## FRAGMENTO DE LECTURA
◆ ◆ ◆ ◆ ◆

3 - Capítulo 3 – Amán

Estudios sobre el libro de Ester


Al pasar al capítulo 3, observemos su relación con los capítulos precedentes. El tema principal del capítulo 1 es la desobediencia de la esposa gentil. Después de estas cosas (2:1), viene, en el capítulo 2, el advenimiento de la esposa judía, oculta a los ojos de todos en cuanto a su origen, pero ya amada y reconocida por el soberano antes de la gran tribulación que caerá sobre el remanente de Judá y Benjamín. Después de estas cosas (3:1), encontramos, en el capítulo 3, el advenimiento del enemigo hereditario, apoyado por el soberano de las naciones y derivando de él su autoridad. Se convierte, con la connivencia del imperio, en el promotor de la gran tribulación; pero la gracia de Dios libera al pueblo de la mano del enemigo, para dar a Mardoqueo y Ester el primer puesto en el reino.

Tratemos ahora de comprender el origen y el carácter de Amán. Era hijo de Hamedata, el agagueo (v. 1). Agag, es el título de los reyes de Amalec, un título probablemente genérico, como el de Faraón, rey de Egipto (1 Sam. 15:9, 32; Núm. 24:7). Amán era, pues, de raza real. Amalec, el pueblo de Amán, descendía de Esaú, a través de Elifaz: originalmente era un jefe, luego se convirtió en una tribu de Edom (Gén. 36:12, 16). Bajo el reinado de Ezequías, los que quedaban de Amalec habitaron entre los edomitas, en el «monte Seir», su territorio (1 Crón. 4:41-43). Amalec ocupaba la parte sureste de los montes de Seir, y probablemente parte de los desiertos de Sin y Parán. Esta posición geográfica explica el interés vital de Amalec (Éx. 17) en oponerse a la marcha de Israel hacia Canaán, pues ocupaba las estribaciones de Palestina y defendía su frontera meridional (Núm. 13:30; 14:45; 1 Sam. 15:7; 27:8), por la que la tierra era más fácilmente accesible.

◆ ◆ ◆ ◆ ◆

## LISTADO DE DATOS
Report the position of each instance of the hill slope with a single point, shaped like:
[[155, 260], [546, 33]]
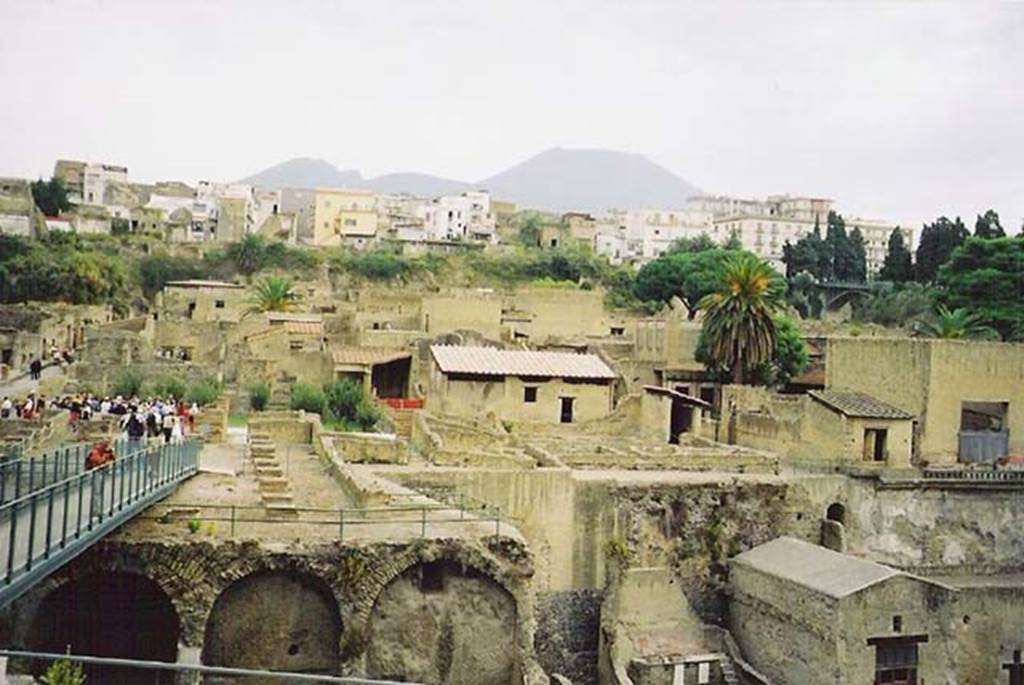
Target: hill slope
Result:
[[591, 180], [304, 172], [558, 179]]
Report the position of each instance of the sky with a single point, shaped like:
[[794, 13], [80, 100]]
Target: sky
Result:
[[902, 111]]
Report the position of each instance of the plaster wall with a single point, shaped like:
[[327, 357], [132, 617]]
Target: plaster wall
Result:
[[505, 397]]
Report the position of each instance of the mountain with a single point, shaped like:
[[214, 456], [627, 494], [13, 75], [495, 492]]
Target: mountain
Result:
[[419, 184], [305, 172], [593, 180], [558, 179]]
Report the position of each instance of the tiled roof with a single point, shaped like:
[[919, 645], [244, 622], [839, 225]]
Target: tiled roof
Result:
[[363, 356], [858, 404], [494, 361], [304, 328]]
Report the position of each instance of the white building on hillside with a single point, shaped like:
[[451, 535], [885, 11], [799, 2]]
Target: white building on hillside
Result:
[[97, 176], [465, 216]]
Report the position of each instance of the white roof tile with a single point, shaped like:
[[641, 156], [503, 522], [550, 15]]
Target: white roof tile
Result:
[[494, 361]]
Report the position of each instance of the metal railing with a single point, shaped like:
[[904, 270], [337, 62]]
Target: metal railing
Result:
[[282, 677], [239, 520], [50, 524]]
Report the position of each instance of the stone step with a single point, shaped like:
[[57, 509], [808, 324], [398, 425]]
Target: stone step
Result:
[[272, 483]]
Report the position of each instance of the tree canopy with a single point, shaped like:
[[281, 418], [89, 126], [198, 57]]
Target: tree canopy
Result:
[[738, 328], [938, 240], [897, 266], [987, 225], [688, 275], [986, 276]]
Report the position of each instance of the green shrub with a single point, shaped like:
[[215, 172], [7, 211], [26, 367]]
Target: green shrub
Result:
[[128, 384], [349, 405], [308, 398], [259, 395], [169, 386], [205, 392], [65, 672]]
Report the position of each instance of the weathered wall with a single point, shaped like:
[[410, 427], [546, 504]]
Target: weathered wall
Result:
[[438, 623], [925, 608], [931, 379], [505, 397], [787, 632]]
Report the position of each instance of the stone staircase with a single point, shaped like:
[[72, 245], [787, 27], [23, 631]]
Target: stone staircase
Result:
[[274, 487], [402, 420]]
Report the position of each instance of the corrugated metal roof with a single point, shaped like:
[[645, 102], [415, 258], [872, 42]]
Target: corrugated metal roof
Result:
[[361, 356], [858, 404], [815, 567], [273, 316], [195, 283], [304, 328], [494, 361]]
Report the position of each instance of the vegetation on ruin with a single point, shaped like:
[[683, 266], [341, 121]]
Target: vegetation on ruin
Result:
[[956, 325], [205, 392], [64, 672], [128, 384], [342, 404], [738, 328], [60, 267], [50, 197], [259, 395]]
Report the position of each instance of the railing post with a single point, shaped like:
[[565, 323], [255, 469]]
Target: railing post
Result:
[[49, 522], [32, 530], [11, 542], [64, 525]]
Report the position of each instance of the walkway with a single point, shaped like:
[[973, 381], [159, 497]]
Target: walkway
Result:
[[53, 510], [223, 502]]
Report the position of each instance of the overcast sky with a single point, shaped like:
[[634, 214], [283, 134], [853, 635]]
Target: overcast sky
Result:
[[897, 110]]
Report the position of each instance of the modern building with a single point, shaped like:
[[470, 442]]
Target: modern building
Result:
[[968, 397], [344, 217], [519, 385]]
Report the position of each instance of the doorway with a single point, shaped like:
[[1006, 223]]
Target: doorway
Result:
[[680, 421], [566, 409]]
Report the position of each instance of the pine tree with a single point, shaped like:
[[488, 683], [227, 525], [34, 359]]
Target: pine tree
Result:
[[897, 265], [988, 225], [938, 240]]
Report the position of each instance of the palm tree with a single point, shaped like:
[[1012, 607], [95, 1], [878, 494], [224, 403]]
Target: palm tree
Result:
[[955, 325], [738, 330], [273, 294]]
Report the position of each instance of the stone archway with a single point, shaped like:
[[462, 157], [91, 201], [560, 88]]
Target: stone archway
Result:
[[276, 619], [117, 614], [440, 623]]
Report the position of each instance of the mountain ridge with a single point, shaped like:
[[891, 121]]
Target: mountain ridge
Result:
[[556, 179]]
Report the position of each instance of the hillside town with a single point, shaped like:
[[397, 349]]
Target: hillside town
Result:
[[735, 441], [526, 342], [102, 200]]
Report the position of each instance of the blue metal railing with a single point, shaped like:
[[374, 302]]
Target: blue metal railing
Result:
[[47, 525]]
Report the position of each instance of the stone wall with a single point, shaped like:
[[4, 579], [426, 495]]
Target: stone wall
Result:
[[368, 586]]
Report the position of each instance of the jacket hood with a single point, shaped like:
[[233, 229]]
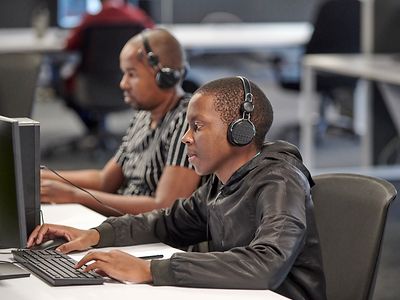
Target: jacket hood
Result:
[[282, 147], [277, 150]]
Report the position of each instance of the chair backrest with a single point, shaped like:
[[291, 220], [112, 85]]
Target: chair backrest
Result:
[[99, 73], [350, 212], [18, 78]]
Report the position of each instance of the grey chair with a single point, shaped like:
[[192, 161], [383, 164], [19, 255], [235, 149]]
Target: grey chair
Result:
[[350, 212], [18, 77]]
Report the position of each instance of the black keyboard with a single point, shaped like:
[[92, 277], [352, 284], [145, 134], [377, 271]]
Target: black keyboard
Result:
[[55, 268]]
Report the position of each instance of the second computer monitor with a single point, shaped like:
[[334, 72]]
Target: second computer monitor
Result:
[[19, 180]]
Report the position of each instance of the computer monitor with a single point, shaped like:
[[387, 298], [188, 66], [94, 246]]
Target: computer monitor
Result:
[[19, 180], [70, 12]]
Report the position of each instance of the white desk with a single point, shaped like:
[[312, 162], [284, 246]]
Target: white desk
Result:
[[232, 37], [379, 68], [24, 40], [241, 36], [71, 214]]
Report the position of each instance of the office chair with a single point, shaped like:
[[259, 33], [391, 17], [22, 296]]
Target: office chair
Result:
[[336, 30], [350, 212], [97, 91], [18, 77]]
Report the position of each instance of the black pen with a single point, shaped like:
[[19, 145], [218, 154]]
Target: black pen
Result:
[[151, 256]]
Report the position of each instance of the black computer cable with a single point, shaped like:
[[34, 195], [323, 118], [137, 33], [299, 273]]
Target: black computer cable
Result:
[[43, 167]]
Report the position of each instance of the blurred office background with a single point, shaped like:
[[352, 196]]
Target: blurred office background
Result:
[[275, 69]]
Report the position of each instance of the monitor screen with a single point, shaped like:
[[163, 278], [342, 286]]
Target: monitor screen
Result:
[[19, 180], [70, 12]]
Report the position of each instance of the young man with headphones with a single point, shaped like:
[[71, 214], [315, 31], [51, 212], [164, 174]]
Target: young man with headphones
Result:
[[256, 211], [151, 159]]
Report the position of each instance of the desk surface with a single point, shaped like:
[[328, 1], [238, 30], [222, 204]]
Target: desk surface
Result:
[[381, 68], [232, 37], [76, 215], [378, 67]]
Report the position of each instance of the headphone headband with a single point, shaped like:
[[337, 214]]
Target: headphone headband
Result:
[[165, 77], [242, 131]]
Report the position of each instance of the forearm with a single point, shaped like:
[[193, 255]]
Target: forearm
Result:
[[88, 179], [111, 204]]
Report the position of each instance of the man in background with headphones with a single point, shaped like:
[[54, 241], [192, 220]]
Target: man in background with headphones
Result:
[[151, 168], [255, 212]]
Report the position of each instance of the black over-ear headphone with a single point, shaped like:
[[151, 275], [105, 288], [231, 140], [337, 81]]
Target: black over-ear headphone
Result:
[[165, 77], [242, 131]]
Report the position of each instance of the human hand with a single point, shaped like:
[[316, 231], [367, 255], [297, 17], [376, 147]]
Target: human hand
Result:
[[118, 265], [52, 191], [77, 239]]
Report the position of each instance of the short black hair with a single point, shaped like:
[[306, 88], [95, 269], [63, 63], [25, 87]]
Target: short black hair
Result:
[[228, 97]]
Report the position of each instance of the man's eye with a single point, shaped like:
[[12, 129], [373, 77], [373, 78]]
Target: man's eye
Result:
[[196, 126]]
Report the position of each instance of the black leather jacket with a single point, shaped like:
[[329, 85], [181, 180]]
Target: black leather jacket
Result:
[[260, 226]]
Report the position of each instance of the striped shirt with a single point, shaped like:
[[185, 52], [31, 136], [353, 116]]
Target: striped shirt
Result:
[[145, 152]]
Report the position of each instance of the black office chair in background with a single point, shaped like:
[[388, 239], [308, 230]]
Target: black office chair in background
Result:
[[350, 213], [336, 30], [97, 92]]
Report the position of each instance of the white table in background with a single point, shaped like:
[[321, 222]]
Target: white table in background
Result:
[[381, 68], [205, 37]]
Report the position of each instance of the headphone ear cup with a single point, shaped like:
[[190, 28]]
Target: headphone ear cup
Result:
[[241, 132], [167, 78]]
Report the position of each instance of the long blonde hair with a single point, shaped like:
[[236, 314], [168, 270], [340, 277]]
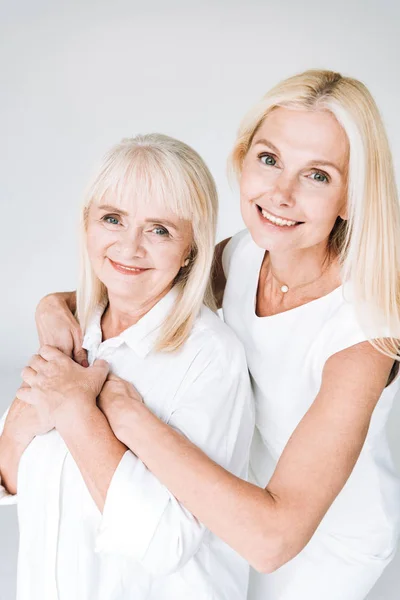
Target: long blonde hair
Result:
[[368, 243], [159, 167]]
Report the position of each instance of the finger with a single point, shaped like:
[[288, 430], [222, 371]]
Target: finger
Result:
[[80, 356], [28, 375], [50, 353], [37, 363], [113, 377], [25, 395], [99, 371]]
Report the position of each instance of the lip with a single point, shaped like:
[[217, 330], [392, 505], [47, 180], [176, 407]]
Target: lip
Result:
[[275, 228], [258, 206], [126, 269]]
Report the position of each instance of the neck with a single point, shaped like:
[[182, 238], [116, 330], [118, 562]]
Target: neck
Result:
[[122, 313], [295, 268]]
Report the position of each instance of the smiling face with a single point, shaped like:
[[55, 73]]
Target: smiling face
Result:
[[136, 250], [294, 180]]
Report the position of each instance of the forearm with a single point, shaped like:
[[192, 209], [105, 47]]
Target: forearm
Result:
[[94, 447], [245, 516], [11, 451]]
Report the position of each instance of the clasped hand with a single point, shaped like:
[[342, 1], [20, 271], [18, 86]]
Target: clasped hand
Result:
[[59, 387]]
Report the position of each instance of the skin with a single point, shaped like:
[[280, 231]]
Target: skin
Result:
[[290, 178], [58, 392]]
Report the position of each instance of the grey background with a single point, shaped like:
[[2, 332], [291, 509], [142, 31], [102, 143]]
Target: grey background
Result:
[[78, 76]]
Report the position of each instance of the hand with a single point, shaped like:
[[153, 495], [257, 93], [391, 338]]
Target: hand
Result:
[[58, 385], [117, 400], [57, 326]]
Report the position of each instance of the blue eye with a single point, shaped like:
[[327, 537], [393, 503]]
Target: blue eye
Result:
[[320, 177], [110, 219], [161, 231], [267, 159]]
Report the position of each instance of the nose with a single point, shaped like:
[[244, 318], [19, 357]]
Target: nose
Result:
[[130, 244], [282, 193]]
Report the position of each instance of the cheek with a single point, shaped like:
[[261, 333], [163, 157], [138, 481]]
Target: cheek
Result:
[[166, 256], [323, 208], [97, 242], [254, 184]]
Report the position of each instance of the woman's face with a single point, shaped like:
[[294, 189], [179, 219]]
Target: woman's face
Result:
[[294, 180], [136, 251]]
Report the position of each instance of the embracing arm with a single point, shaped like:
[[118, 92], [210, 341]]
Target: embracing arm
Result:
[[141, 518], [64, 392], [93, 446], [270, 526], [57, 326], [13, 442], [218, 279]]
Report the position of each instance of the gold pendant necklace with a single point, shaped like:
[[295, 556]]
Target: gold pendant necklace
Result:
[[285, 288]]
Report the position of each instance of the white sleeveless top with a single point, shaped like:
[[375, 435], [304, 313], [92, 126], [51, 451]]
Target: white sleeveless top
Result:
[[286, 354]]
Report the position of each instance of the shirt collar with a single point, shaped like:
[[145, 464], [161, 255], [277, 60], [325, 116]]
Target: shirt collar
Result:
[[140, 337]]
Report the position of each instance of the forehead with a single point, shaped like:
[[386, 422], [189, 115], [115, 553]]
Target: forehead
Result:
[[312, 135]]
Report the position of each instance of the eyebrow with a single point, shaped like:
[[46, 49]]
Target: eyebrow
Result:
[[116, 209], [316, 162]]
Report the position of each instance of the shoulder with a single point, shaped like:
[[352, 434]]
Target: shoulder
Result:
[[342, 328], [214, 342], [235, 246]]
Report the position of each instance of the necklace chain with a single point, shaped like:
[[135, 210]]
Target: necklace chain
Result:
[[285, 288]]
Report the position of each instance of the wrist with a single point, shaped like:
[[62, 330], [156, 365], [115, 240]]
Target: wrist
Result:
[[132, 426], [69, 414], [17, 438]]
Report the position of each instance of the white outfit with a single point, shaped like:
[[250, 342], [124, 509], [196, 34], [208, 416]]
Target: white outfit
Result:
[[286, 354], [145, 545]]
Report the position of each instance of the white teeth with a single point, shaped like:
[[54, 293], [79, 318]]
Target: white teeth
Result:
[[277, 220], [128, 268]]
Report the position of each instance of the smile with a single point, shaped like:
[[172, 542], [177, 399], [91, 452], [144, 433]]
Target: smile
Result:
[[127, 270], [277, 220]]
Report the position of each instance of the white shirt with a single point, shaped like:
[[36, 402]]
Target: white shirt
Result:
[[286, 354], [145, 545]]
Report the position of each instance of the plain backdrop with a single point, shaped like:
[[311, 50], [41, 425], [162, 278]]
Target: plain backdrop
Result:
[[78, 76]]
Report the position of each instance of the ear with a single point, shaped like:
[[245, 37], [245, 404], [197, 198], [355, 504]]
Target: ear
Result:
[[344, 213]]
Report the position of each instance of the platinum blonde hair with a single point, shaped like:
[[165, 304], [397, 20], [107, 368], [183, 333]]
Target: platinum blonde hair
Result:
[[368, 243], [160, 168]]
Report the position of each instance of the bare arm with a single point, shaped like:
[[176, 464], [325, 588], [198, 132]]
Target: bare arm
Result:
[[67, 392], [93, 446], [218, 278], [270, 526], [57, 326], [17, 429]]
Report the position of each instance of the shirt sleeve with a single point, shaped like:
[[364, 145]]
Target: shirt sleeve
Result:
[[5, 497], [141, 518]]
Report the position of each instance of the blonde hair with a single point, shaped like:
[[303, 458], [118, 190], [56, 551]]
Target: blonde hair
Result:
[[156, 166], [368, 243]]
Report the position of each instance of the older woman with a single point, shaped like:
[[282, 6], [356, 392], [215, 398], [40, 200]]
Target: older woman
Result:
[[94, 522], [312, 290]]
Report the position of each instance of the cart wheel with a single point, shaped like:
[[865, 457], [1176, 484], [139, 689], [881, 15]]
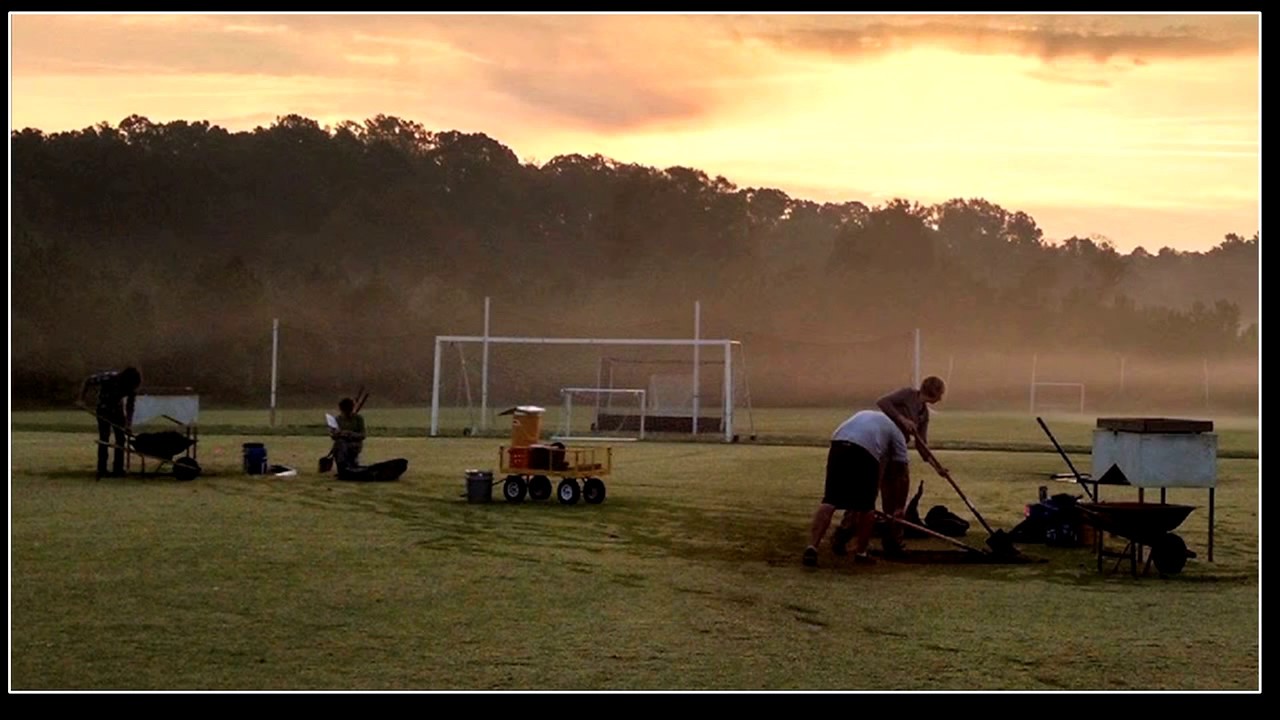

◆ ◆ ◆ ◆ ◆

## EJERCICIOS PROPUESTOS
1 - Responde estas preguntas según el fragmento sobre Amán:
(a) ¿Cuál es el tema principal del capítulo 1?
(b) ¿De quién era hijo Amán?
(c) ¿De quién descendía Amalec, el pueblo de Amán?
2 - En el fragmento sobre Amán, escribe de nuevo la parte que abre con las palabras que contienen "3 - Capítulo" y cierra con "en el reino.", sustituyendo "soberano" por "monarca".

## EJERCICIOS RESUELTOS
1 -
(a) La desobediencia de la esposa gentil.
(b) De Hamedata, el agagueo.
(c) De Esaú, a través de Elifaz.

2 -
3 - Capítulo 3 – Amán

Estudios sobre el libro de Ester


Al pasar al capítulo 3, observemos su relación con los capítulos precedentes. El tema principal del capítulo 1 es la desobediencia de la esposa gentil. Después de estas cosas (2:1), viene, en el capítulo 2, el advenimiento de la esposa judía, oculta a los ojos de todos en cuanto a su origen, pero ya amada y reconocida por el monarca antes de la gran tribulación que caerá sobre el remanente de Judá y Benjamín. Después de estas cosas (3:1), encontramos, en el capítulo 3, el advenimiento del enemigo hereditario, apoyado por el monarca de las naciones y derivando de él su autoridad. Se convierte, con la connivencia del imperio, en el promotor de la gran tribulación; pero la gracia de Dios libera al pueblo de la mano del enemigo, para dar a Mardoqueo y Ester el primer puesto en el reino.